▶ _TASK_
Rewrite the records starting with the line containing "For every instance of the tree, the" and going on through the line containing "For every instance of the parked", with every "thickest part" changed to "widest part" and nothing else altered.

▶ _RECORDS SUPPLIED_
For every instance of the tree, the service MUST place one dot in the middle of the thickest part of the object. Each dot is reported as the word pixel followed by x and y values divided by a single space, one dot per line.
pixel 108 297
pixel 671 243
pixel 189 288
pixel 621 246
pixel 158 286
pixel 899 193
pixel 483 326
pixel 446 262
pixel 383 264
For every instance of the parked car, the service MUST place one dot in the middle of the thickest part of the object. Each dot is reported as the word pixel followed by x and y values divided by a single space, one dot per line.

==

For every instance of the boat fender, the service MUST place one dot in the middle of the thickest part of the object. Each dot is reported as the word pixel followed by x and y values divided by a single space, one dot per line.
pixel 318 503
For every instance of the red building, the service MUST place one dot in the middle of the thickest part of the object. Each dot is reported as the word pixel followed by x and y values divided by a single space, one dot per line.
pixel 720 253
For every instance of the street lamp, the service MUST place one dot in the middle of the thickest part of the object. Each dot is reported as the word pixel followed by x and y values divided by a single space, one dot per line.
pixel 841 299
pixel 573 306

* * *

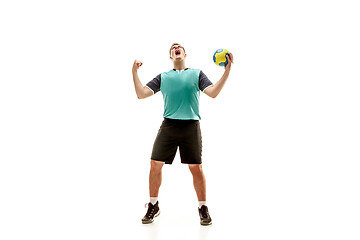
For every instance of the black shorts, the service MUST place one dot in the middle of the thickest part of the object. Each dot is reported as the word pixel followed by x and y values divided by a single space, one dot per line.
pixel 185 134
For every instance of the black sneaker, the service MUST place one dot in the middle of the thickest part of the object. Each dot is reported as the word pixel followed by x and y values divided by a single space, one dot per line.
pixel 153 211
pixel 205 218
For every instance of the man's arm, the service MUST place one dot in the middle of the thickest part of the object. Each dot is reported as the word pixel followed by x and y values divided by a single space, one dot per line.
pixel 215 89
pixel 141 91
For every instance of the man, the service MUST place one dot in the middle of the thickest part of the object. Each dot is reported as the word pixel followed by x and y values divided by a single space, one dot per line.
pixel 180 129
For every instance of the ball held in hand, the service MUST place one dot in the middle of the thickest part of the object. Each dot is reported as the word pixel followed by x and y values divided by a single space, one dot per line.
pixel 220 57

▶ _FINISHED ANSWER_
For every instance of the tree, the service MUST place one dot in the middle of the widest part of the object. Each dot is reported as the word pixel followed by x and y values divided by a single space, one dot per line.
pixel 108 297
pixel 671 243
pixel 189 288
pixel 621 246
pixel 158 286
pixel 899 193
pixel 483 326
pixel 446 262
pixel 383 264
For every instance of the parked car, the service MUST place one dot in the middle of the widest part of the object. Each dot is reported as the word pixel followed by x and y values divided by a single space, one dot per line.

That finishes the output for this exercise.